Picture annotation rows
- - -

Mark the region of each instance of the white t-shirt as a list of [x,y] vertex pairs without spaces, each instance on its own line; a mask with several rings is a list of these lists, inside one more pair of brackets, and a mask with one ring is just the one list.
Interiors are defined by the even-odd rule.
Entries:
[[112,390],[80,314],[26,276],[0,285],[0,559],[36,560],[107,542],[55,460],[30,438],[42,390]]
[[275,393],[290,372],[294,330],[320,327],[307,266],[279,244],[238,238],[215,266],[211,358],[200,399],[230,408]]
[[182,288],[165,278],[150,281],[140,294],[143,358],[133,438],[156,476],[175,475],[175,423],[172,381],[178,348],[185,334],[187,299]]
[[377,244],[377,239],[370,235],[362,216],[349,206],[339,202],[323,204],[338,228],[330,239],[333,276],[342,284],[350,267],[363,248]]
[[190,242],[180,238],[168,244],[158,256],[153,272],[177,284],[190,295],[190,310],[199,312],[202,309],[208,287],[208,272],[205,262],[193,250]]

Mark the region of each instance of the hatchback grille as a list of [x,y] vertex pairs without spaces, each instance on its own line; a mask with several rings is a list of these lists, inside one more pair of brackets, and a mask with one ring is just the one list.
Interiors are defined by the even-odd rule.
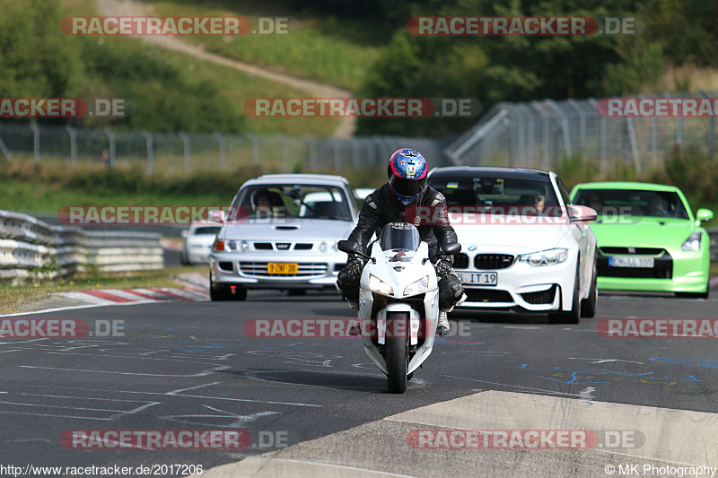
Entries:
[[513,302],[506,291],[496,289],[464,289],[468,302]]
[[477,269],[505,269],[513,264],[511,254],[477,254],[474,267]]
[[[661,249],[664,250],[664,249]],[[638,248],[636,248],[636,254]],[[599,253],[596,260],[599,277],[626,277],[635,279],[672,279],[673,257],[665,254],[653,259],[653,267],[611,267],[609,256]]]
[[599,250],[606,256],[633,255],[637,256],[661,256],[666,249],[661,248],[600,248]]
[[552,285],[547,291],[538,292],[526,292],[521,294],[521,299],[530,304],[553,304],[556,298],[556,286]]
[[250,277],[322,277],[327,263],[299,263],[297,274],[269,274],[266,262],[240,262],[240,273]]

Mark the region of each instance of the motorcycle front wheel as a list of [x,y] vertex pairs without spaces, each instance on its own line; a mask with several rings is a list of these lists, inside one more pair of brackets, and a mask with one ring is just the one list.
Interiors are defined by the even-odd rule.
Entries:
[[[391,324],[392,321],[404,321],[408,324],[408,312],[388,312],[388,330],[402,330]],[[407,330],[408,327],[403,327]],[[408,369],[407,337],[387,337],[387,382],[389,392],[403,394],[407,390],[407,371]]]

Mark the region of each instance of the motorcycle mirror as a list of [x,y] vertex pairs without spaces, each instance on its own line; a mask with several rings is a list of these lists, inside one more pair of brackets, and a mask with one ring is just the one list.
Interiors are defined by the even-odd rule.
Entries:
[[340,240],[337,243],[337,248],[346,254],[362,255],[362,247],[358,242],[353,240]]
[[447,256],[453,256],[461,252],[461,245],[458,242],[447,242],[442,245],[442,250]]

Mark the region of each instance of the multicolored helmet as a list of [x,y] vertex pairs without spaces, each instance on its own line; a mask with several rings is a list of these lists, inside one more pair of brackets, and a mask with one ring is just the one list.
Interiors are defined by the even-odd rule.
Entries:
[[429,167],[421,152],[402,148],[389,160],[389,187],[401,204],[407,205],[426,187],[428,172]]

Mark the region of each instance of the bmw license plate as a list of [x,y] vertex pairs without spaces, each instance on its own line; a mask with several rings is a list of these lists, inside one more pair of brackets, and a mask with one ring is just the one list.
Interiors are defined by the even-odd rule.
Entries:
[[470,285],[496,285],[499,282],[499,274],[496,273],[460,273],[456,274],[462,283]]
[[295,262],[270,262],[267,264],[267,273],[284,275],[295,275],[299,265]]
[[653,257],[634,257],[631,256],[612,256],[609,257],[609,265],[611,267],[640,267],[651,269],[653,267]]

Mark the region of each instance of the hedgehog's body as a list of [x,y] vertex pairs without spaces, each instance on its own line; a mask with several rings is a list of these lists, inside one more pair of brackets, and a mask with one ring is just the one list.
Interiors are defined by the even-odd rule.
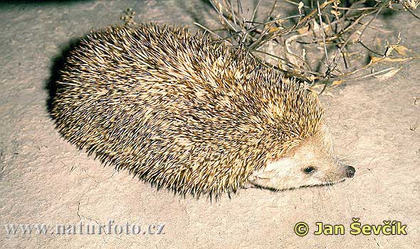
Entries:
[[[179,192],[236,191],[247,179],[281,189],[343,179],[348,168],[323,145],[330,139],[316,96],[245,52],[209,42],[153,24],[91,33],[58,82],[58,128],[103,162]],[[331,159],[322,177],[271,180],[285,158],[304,161],[297,148],[315,140]]]

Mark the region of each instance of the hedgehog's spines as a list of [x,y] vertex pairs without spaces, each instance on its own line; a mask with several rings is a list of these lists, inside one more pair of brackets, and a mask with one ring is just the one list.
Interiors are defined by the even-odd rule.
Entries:
[[57,128],[158,188],[236,192],[269,158],[313,135],[322,109],[246,50],[210,41],[154,23],[91,33],[58,82]]

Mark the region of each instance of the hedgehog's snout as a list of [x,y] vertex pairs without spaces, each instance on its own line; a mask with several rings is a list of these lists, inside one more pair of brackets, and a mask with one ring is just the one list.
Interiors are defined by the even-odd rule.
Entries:
[[347,176],[349,178],[352,178],[352,177],[355,176],[355,173],[356,172],[356,170],[352,166],[350,166],[350,165],[346,165],[346,166],[347,167]]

- - -

Copy all of the rows above verbatim, but leave out the pictures.

Result of the exercise:
Mark the region of each instance of the white t-shirt as a list of [x,y] vertex pairs without spaces, each instance on its own line; a mask with several rings is a list of these lists, inside one more pair of brackets, and a mask with one ring is just the one list.
Interiors are defined by the even-odd rule.
Entries:
[[112,390],[80,314],[26,276],[0,285],[0,559],[36,560],[107,542],[55,460],[30,438],[42,390]]
[[275,393],[290,372],[294,330],[320,327],[307,266],[279,244],[238,238],[215,266],[211,358],[200,399],[230,408]]
[[182,288],[165,278],[150,281],[140,294],[143,358],[133,438],[156,476],[175,475],[175,423],[172,381],[178,348],[185,334],[187,299]]
[[377,244],[377,239],[370,235],[362,216],[349,206],[339,202],[323,204],[338,228],[330,239],[333,276],[342,284],[350,267],[363,248]]
[[190,242],[180,238],[168,244],[158,256],[153,272],[177,284],[190,295],[190,310],[199,312],[202,309],[208,287],[208,272],[205,262],[193,250]]

Mark the region of each instance of the hatchback grille as a list of [x,y] vertex pairs without spaces, each instance on its own line; a mask with several rings is a list of these lists, inside one more pair of brackets, and a mask with one ring is just the one list.
Interiors are defined by the even-odd rule.
Entries:
[[513,302],[506,291],[496,289],[464,289],[468,302]]
[[477,269],[505,269],[513,264],[511,254],[477,254],[474,267]]
[[[661,249],[664,250],[664,249]],[[638,248],[636,248],[636,254]],[[599,253],[596,260],[599,277],[626,277],[635,279],[672,279],[673,257],[665,254],[653,259],[653,267],[611,267],[609,256]]]
[[599,250],[606,256],[633,255],[637,256],[661,256],[666,249],[661,248],[600,248]]
[[552,285],[547,291],[538,292],[526,292],[521,294],[521,299],[530,304],[553,304],[556,298],[556,286]]
[[250,277],[322,277],[327,263],[299,263],[297,274],[269,274],[266,262],[240,262],[240,273]]

Mark the region of each instance of the motorcycle front wheel as a list of [x,y] vertex pairs without spaces, each instance on its own line; a mask with several rings is a list of these lists, inside one more pair of brackets, and a mask with one ring is just the one list.
Interiors are defined by the even-odd rule.
Entries:
[[[391,324],[392,321],[404,321],[408,324],[408,312],[388,312],[388,330],[402,330]],[[407,330],[408,327],[403,327]],[[408,369],[407,337],[387,337],[387,382],[389,392],[403,394],[407,390],[407,371]]]

Mark the region of each instance of the motorcycle mirror as a list of [x,y] vertex pairs without spaces, each instance on its own line; a mask with several rings is a list of these lists, inside one more pair of brackets, and a mask with one ring is just the one list.
Interiors are defined by the even-odd rule.
Entries:
[[340,240],[337,243],[337,248],[346,254],[362,255],[362,247],[358,242],[353,240]]
[[447,256],[453,256],[461,252],[461,245],[458,242],[447,242],[442,245],[442,250]]

Mark the region of each instance of the multicolored helmet as a list of [x,y] vertex pairs without spaces, each instance on its own line; a mask with several rings is a list of these lists, inside one more pair of brackets, and a mask with one ring is just the one list.
Interiors are defined by the even-odd rule.
Entries:
[[429,167],[421,152],[402,148],[389,160],[389,187],[401,204],[407,205],[426,187],[428,172]]

Mark the region of each instance of the bmw license plate as a list of [x,y] vertex pairs without spaces, each instance on its own line; a mask with several rings is a list of these lists, inside one more pair of brackets, and a mask with one ring is just the one list.
Interiors are defined by the even-odd rule.
Entries:
[[470,285],[496,285],[499,282],[499,274],[496,273],[460,273],[456,274],[462,283]]
[[295,262],[270,262],[267,264],[267,273],[284,275],[295,275],[299,265]]
[[653,257],[634,257],[631,256],[612,256],[609,257],[609,265],[611,267],[640,267],[651,269],[653,267]]

Mark the region of each instance of the hedgehog's body as a list of [x,y] vertex pairs without spaces, each instance on its own line; a mask with several rings is a list of these lists, inside one more pair of brackets, and a mask with one ring is just the one list.
Interiors are defined by the even-odd rule.
Entries:
[[[179,192],[236,191],[247,179],[281,189],[343,179],[348,168],[323,145],[330,139],[316,96],[245,52],[209,42],[153,24],[91,33],[58,82],[58,128],[103,162]],[[331,159],[322,177],[271,180],[285,158],[304,161],[297,148],[315,140]]]

Mark the region of each instance of the hedgehog's spines as a list of [x,y] vertex pairs without spaces, each instance on its own line; a mask with several rings is a list of these lists, inside one more pair of brackets, and a mask with one ring is just the one list.
Interiors are defined by the even-odd rule.
Entries:
[[57,128],[158,188],[236,192],[269,158],[313,135],[322,109],[246,50],[210,41],[154,23],[91,33],[58,82]]

Mark the region of each instance of the hedgehog's snout as a list of [x,y] vertex pairs without spaces, each instance on its own line; a mask with several rings is a list of these lists, inside one more pair of brackets, and a mask with one ring is just the one list.
Interiors are defined by the even-odd rule.
Entries:
[[347,176],[349,178],[352,178],[352,177],[355,176],[355,173],[356,172],[356,170],[352,166],[350,166],[350,165],[346,165],[346,166],[347,167]]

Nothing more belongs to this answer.